▸ PROVIDED INFORMATION:
= = = =

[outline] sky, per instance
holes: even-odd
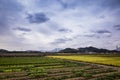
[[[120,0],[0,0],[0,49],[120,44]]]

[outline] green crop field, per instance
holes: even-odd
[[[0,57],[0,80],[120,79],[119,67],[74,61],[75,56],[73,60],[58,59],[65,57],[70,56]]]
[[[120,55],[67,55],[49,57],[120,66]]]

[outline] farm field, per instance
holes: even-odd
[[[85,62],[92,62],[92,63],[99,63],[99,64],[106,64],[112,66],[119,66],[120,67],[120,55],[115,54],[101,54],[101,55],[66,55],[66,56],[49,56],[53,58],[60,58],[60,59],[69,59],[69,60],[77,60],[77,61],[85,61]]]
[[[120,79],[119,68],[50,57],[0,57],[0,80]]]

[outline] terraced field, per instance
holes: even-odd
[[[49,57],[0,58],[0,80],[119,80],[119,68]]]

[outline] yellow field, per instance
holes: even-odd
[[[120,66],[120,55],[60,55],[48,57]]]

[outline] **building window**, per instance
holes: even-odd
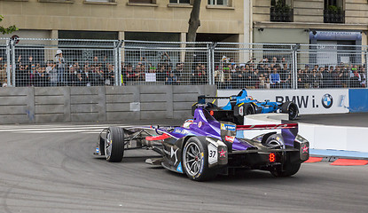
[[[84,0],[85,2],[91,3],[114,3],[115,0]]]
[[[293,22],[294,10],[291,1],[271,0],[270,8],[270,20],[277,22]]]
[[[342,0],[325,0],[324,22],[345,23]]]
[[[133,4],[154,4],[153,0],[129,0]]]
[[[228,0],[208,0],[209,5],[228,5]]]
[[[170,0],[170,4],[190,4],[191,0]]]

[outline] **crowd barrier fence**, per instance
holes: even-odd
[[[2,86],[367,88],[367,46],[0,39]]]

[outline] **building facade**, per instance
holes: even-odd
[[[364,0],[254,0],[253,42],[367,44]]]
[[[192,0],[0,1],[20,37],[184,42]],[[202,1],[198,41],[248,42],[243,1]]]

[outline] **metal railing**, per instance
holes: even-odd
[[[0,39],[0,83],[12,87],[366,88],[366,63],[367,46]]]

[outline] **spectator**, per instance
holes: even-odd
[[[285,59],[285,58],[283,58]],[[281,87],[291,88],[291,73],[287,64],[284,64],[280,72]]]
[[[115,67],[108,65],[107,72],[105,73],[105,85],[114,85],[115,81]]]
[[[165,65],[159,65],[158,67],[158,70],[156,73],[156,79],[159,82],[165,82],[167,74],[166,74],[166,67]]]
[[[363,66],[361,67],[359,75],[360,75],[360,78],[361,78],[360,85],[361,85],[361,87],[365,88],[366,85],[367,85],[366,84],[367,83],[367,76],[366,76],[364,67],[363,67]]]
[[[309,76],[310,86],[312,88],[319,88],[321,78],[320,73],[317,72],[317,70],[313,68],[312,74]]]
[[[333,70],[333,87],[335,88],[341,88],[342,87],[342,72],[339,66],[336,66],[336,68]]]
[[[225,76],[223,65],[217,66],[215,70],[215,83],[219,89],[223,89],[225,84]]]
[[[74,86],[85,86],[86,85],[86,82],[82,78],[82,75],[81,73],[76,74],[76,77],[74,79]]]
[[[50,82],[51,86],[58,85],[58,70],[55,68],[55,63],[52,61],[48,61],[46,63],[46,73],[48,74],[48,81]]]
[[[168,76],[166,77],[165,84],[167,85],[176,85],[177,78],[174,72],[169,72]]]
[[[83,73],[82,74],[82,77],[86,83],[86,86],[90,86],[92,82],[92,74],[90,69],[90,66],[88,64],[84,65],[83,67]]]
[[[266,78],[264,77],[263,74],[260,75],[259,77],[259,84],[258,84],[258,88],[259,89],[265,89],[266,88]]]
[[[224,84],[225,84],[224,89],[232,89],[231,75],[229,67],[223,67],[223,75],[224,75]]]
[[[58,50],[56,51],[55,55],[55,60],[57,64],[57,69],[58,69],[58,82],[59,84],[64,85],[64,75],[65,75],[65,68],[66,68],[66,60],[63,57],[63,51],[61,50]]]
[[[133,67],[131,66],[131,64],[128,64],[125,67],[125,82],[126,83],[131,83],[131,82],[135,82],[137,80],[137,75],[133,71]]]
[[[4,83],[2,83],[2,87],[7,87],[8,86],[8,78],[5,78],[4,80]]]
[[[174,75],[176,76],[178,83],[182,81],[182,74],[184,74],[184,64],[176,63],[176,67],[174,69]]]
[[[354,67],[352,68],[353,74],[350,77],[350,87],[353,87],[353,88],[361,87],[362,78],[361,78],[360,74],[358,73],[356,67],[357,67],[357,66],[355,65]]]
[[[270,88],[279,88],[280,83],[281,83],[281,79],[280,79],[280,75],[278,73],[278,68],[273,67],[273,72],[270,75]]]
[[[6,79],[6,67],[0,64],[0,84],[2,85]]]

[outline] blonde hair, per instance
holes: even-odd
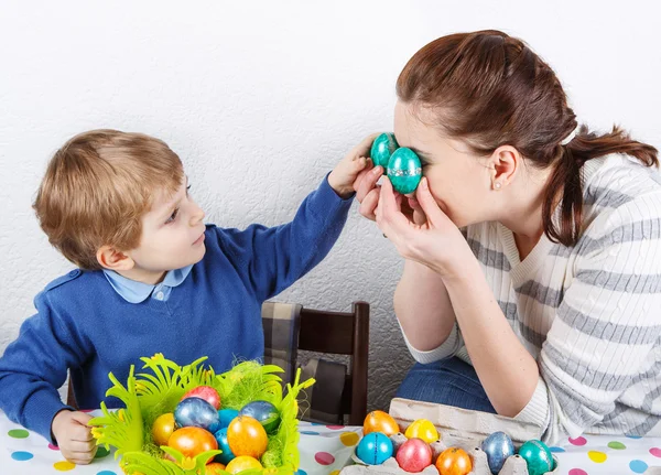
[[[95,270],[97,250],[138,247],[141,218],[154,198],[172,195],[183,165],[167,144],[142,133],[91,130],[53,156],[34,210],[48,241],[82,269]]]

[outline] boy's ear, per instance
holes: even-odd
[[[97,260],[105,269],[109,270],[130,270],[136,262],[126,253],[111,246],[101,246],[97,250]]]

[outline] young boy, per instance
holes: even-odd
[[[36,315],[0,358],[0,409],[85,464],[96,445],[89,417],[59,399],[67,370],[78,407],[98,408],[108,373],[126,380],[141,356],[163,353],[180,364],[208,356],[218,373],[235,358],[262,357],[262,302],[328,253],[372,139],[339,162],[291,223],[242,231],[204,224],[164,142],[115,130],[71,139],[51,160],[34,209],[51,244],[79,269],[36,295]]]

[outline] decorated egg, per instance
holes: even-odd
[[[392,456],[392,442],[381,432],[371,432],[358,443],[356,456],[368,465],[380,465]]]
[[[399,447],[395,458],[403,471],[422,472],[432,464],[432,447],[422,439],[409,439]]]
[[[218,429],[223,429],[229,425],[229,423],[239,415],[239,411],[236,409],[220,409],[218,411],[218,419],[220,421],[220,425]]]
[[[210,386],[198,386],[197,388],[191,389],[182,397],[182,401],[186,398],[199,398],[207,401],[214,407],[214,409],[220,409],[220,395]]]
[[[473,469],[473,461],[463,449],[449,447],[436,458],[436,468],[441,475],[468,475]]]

= = = =

▸ WHAT IS EXPECTED:
Pick out every line in the records above that contains the word "building", and copy each one. Case counts.

▸ OUTPUT OF THE EXERCISE:
[outline] **building window**, per instance
[outline] **building facade**, per instance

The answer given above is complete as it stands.